---------- Records ----------

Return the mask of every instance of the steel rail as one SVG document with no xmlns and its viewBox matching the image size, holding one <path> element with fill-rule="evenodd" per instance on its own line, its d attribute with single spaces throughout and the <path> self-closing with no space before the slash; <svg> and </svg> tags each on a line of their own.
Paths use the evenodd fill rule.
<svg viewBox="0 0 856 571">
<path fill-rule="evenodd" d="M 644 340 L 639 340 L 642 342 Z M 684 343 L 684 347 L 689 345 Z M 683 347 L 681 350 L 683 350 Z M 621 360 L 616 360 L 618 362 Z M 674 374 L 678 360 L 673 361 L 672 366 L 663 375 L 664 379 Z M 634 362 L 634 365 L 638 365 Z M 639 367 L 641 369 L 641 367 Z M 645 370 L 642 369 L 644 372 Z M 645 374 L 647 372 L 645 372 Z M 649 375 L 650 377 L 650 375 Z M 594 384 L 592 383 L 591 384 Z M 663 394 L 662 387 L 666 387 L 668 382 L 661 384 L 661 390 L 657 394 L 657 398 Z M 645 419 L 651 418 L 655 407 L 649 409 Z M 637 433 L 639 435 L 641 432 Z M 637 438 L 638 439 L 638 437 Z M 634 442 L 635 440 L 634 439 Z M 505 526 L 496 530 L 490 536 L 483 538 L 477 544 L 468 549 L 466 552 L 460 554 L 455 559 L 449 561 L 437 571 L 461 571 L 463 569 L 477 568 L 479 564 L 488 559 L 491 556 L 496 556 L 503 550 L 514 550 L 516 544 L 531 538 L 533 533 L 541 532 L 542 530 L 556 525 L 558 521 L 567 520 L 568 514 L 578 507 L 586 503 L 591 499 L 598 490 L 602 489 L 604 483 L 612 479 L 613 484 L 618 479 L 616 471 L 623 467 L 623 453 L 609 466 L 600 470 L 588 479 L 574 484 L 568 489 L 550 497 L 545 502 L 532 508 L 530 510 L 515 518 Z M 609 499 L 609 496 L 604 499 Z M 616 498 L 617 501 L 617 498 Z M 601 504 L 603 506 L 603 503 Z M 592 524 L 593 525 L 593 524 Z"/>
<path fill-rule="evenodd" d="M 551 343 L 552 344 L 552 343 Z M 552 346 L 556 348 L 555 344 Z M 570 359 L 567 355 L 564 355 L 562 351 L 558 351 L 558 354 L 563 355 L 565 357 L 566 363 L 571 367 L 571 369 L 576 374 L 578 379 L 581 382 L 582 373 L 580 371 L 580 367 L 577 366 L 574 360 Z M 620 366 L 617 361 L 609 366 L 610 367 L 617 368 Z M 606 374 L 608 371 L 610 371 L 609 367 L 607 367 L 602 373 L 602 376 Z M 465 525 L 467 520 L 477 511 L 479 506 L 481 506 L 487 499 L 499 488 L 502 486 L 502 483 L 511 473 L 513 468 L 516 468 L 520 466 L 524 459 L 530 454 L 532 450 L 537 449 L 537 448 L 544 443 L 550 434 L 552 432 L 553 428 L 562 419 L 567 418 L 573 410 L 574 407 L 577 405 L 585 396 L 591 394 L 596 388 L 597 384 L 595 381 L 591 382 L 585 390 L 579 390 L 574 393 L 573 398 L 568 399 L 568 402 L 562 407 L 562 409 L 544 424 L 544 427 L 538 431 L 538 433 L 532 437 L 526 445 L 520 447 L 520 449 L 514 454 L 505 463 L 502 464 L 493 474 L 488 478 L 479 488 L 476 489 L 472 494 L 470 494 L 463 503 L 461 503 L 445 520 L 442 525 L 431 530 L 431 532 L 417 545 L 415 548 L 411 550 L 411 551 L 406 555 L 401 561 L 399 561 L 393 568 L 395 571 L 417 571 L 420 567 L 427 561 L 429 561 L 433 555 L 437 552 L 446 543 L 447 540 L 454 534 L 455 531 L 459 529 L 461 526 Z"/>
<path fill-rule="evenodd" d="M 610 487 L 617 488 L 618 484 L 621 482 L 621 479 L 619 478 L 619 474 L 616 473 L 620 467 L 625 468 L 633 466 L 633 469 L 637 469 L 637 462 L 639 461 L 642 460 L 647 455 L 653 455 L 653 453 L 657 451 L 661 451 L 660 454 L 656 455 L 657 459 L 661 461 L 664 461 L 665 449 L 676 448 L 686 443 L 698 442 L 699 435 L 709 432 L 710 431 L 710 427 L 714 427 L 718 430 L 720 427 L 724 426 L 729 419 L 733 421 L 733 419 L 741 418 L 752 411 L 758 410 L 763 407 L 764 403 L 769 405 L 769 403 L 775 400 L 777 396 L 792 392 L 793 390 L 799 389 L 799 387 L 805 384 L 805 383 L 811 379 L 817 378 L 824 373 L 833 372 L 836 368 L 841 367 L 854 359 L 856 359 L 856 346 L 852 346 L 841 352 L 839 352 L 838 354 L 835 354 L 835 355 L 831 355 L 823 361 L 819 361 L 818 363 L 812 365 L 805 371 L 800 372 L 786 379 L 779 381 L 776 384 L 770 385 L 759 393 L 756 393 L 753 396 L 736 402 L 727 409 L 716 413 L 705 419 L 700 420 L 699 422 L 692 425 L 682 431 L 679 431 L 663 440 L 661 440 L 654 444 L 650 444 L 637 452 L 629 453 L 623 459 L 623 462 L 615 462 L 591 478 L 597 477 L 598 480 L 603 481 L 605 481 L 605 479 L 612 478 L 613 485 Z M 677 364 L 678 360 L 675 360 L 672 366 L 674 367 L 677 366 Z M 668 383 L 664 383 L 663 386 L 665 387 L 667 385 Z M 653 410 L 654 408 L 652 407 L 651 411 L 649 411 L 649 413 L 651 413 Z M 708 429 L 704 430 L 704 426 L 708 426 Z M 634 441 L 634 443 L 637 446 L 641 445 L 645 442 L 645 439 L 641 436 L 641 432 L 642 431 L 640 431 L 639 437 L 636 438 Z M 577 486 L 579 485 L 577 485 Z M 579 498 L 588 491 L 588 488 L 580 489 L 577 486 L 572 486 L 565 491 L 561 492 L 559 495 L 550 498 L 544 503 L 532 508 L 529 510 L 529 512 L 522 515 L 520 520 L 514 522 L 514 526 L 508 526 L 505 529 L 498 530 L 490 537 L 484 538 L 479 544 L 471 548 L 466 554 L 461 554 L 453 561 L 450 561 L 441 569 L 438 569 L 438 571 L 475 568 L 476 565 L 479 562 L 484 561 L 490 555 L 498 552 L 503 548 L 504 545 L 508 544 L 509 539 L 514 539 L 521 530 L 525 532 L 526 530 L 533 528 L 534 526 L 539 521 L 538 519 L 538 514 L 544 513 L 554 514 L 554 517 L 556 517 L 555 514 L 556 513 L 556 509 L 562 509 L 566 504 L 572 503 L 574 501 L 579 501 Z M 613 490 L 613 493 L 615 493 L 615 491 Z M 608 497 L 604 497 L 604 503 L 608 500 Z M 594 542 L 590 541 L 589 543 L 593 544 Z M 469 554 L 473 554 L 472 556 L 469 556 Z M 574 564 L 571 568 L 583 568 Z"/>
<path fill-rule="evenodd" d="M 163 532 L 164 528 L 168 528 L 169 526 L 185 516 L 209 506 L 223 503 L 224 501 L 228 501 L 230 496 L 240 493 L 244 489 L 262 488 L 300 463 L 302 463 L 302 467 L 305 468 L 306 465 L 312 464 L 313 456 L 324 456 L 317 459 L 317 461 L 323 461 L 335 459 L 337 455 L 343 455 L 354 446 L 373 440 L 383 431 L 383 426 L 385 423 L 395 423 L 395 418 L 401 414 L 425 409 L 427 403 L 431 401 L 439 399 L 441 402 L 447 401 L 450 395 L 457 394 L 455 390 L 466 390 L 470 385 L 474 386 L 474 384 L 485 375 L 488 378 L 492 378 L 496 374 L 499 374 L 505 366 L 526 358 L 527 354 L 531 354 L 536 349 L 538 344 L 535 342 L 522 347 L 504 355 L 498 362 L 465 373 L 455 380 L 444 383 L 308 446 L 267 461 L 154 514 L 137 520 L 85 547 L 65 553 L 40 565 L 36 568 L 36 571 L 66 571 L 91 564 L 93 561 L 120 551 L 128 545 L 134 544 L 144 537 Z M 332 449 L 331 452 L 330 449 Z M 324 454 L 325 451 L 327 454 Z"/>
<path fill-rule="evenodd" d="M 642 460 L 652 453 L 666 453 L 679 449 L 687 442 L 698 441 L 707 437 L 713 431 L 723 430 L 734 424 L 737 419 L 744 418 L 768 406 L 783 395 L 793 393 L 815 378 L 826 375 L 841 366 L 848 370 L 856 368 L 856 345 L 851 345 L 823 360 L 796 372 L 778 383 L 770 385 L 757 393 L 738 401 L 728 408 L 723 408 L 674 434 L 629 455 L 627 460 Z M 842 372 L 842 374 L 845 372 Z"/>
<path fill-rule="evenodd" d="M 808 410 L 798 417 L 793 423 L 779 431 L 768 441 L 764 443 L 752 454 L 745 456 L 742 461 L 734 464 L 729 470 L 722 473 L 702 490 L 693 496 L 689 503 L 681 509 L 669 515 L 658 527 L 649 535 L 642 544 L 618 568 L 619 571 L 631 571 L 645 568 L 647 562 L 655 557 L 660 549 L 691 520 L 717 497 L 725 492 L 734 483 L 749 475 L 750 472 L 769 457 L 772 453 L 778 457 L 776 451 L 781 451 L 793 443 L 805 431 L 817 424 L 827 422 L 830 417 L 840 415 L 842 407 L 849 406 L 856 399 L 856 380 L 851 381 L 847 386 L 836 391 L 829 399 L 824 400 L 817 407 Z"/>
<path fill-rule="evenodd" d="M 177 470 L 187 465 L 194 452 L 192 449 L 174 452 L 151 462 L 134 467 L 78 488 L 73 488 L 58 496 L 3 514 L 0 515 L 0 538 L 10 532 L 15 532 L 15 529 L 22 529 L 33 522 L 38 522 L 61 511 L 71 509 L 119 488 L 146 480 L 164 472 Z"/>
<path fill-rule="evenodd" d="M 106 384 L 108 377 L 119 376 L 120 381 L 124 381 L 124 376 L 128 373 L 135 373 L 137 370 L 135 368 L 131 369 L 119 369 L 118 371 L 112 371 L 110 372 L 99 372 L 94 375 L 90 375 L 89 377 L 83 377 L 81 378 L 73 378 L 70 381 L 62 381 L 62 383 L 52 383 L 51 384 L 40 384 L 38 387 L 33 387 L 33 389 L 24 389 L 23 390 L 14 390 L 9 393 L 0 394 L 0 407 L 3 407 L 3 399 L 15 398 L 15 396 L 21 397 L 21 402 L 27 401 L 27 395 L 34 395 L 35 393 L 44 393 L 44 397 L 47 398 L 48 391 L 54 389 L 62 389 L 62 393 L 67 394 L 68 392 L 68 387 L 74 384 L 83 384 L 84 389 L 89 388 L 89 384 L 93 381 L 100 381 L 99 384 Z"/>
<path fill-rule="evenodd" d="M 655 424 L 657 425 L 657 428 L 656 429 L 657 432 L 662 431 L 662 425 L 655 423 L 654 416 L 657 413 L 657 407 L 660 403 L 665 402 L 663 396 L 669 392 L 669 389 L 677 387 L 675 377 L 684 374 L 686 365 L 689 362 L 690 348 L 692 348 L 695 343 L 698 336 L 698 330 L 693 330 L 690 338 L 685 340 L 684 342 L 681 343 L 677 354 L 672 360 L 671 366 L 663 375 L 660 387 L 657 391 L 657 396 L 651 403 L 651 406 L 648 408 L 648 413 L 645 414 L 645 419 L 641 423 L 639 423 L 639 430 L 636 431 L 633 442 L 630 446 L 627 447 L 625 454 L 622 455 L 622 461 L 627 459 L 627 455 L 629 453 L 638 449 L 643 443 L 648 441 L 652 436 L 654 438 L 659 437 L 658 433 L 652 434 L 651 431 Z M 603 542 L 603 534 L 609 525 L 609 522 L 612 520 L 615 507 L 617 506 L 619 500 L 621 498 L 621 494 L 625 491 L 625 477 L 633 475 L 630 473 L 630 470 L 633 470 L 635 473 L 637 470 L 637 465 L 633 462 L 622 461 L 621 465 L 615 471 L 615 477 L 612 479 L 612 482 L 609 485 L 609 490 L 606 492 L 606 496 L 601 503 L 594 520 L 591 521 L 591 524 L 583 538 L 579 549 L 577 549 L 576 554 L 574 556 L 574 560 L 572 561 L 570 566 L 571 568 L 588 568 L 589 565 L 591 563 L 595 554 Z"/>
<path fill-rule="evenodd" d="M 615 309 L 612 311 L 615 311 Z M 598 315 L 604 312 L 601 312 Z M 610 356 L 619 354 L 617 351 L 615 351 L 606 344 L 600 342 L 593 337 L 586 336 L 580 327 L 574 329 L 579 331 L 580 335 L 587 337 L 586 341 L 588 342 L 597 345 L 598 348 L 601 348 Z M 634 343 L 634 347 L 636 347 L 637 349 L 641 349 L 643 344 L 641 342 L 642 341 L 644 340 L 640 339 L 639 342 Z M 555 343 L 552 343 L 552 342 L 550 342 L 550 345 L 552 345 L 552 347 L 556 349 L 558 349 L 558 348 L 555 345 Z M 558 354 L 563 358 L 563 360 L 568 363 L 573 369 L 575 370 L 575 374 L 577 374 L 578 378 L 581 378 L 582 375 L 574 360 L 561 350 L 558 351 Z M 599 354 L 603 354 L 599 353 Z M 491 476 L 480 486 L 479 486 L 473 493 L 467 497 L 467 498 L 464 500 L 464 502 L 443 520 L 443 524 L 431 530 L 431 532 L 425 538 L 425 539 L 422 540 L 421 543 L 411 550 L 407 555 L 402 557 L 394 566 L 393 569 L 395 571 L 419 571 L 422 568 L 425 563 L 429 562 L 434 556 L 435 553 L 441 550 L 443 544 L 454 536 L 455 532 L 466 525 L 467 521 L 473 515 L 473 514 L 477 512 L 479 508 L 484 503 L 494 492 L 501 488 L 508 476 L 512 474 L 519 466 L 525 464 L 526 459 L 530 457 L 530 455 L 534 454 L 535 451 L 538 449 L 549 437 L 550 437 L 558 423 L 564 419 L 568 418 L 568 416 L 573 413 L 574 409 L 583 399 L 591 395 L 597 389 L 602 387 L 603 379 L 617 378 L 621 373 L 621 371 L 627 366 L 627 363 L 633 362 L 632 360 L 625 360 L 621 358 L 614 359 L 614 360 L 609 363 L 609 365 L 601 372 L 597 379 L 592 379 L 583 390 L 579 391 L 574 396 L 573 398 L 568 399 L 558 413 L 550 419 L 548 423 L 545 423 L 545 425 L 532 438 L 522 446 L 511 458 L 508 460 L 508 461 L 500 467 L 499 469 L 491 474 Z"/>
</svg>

----------

> Directions
Reproduce the data from its first line through the line containing "644 340 L 639", both included.

> Output of the task
Return the mask of every instance of the steel rail as one SVG document with no xmlns and its viewBox matching the image size, holding one <path> element with fill-rule="evenodd" per instance on its own line, its d attribute with single spaces throughout and the <path> self-closing with no space before the slash; <svg> and </svg> tags each on a line of their own.
Paths use the evenodd fill rule.
<svg viewBox="0 0 856 571">
<path fill-rule="evenodd" d="M 644 340 L 639 340 L 642 342 Z M 684 343 L 684 347 L 689 345 Z M 683 347 L 681 350 L 683 350 Z M 621 360 L 616 360 L 618 362 Z M 674 374 L 678 360 L 673 361 L 672 366 L 663 375 L 664 379 Z M 634 362 L 634 365 L 638 365 Z M 639 367 L 641 369 L 641 367 Z M 645 370 L 642 369 L 644 372 Z M 645 374 L 647 372 L 645 372 Z M 649 375 L 650 377 L 650 375 Z M 594 384 L 592 383 L 591 384 Z M 663 394 L 662 387 L 666 387 L 668 382 L 661 384 L 661 390 L 657 394 L 657 398 Z M 645 419 L 651 418 L 655 407 L 649 409 Z M 637 433 L 639 435 L 641 432 Z M 637 438 L 638 439 L 638 437 Z M 634 442 L 635 440 L 634 439 Z M 505 526 L 496 530 L 490 536 L 483 538 L 477 544 L 468 549 L 466 552 L 460 554 L 455 559 L 449 561 L 437 571 L 461 571 L 463 569 L 477 568 L 479 564 L 488 559 L 491 556 L 496 556 L 503 550 L 514 550 L 516 544 L 531 538 L 533 533 L 541 532 L 542 530 L 556 525 L 558 521 L 567 520 L 568 514 L 578 507 L 586 503 L 591 499 L 598 490 L 602 489 L 604 483 L 612 479 L 613 484 L 618 479 L 616 471 L 623 467 L 623 453 L 609 466 L 600 470 L 588 479 L 574 484 L 568 489 L 550 497 L 545 502 L 532 508 L 530 510 L 515 518 Z M 609 499 L 609 496 L 604 499 Z M 616 498 L 617 501 L 617 498 Z M 601 504 L 603 506 L 603 503 Z M 592 524 L 593 525 L 593 524 Z"/>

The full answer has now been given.